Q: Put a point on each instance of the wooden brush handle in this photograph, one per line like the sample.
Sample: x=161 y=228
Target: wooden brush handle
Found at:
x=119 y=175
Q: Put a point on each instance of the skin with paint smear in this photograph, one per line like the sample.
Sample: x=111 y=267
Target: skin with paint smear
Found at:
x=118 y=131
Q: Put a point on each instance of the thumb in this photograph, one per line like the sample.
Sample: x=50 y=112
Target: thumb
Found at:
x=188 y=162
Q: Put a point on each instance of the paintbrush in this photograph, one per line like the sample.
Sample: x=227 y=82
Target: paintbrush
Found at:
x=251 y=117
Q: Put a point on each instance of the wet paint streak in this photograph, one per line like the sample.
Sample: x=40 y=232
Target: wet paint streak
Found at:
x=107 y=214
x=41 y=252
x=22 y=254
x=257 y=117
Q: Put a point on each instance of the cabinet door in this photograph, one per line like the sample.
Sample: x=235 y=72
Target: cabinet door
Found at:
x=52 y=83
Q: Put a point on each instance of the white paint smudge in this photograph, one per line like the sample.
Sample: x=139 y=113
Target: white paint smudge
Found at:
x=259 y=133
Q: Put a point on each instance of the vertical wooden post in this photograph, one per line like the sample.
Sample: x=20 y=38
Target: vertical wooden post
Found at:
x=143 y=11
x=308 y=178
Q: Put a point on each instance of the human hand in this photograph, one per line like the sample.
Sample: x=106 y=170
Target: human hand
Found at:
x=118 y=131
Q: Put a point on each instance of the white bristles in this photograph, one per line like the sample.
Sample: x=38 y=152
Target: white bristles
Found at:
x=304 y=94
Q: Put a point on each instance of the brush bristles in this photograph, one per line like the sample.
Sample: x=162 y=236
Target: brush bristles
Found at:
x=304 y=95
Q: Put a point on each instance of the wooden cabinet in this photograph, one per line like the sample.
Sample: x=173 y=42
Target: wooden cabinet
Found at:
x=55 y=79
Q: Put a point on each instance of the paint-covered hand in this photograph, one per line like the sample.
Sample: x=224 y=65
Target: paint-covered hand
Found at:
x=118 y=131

● ● ● ●

**Directions for this task:**
Print every line of the data above again, unchanged and in the same order.

**Expected answer:**
Q: Put a point on each instance of the wooden brush handle in this photograph, one per line like the sample.
Sample: x=161 y=228
Target: wooden brush handle
Found at:
x=119 y=175
Q: Put a point on each instance of the skin with paint smear in this photograph, one per line like the sample.
Sample: x=111 y=267
Target: skin with paint smear
Found at:
x=118 y=131
Q: Put a point on each instance of the thumb in this photograph, one per line like the sample.
Sample: x=50 y=112
Target: thumb
Found at:
x=188 y=162
Q: Put a point on each instance of the paintbrush in this photograph, one per line like the sample.
Sample: x=227 y=82
Target: paintbrush
Found at:
x=251 y=117
Q: Put a point on each instance of the wet paint streak in this photograph, one per line like the sample.
Sample: x=40 y=232
Target: wet paint streak
Found at:
x=107 y=214
x=41 y=252
x=22 y=254
x=257 y=117
Q: Put a point on each instance of the cabinet door in this photograph, one per line like the sample.
Sample: x=235 y=72
Target: cabinet door
Found at:
x=52 y=83
Q: Put a point on each instance of the white paint smudge in this photograph, one per line like the sample.
Sample: x=139 y=113
Target: white paint smudge
Found at:
x=259 y=133
Q: Put a point on each instance of the vertical wooden post in this photograph, one per line like the sample.
Sample: x=20 y=38
Target: vertical wooden post
Found at:
x=143 y=11
x=308 y=178
Q: Put a point on each instance of the human hand in this photograph, one per line like the sample.
Sample: x=106 y=170
Target: human hand
Found at:
x=118 y=131
Q: Put a point on each instance of the white bristles in this photograph, one per line like the sample.
Sample: x=38 y=152
Target: white bristles
Found at:
x=304 y=94
Q: Put a point on each instance of the brush bristles in this photograph, one per line like the sample.
Sample: x=162 y=236
Target: brush bristles
Found at:
x=304 y=95
Q: Put a point on each instance of the wooden cabinet in this photograph, one per line like the sample.
Sample: x=173 y=42
Target: wooden cabinet
Found at:
x=55 y=79
Q: Put a point on each instance of the paint-covered hand in this photograph, one per line like the sample.
Sample: x=224 y=65
Target: paint-covered hand
Found at:
x=118 y=131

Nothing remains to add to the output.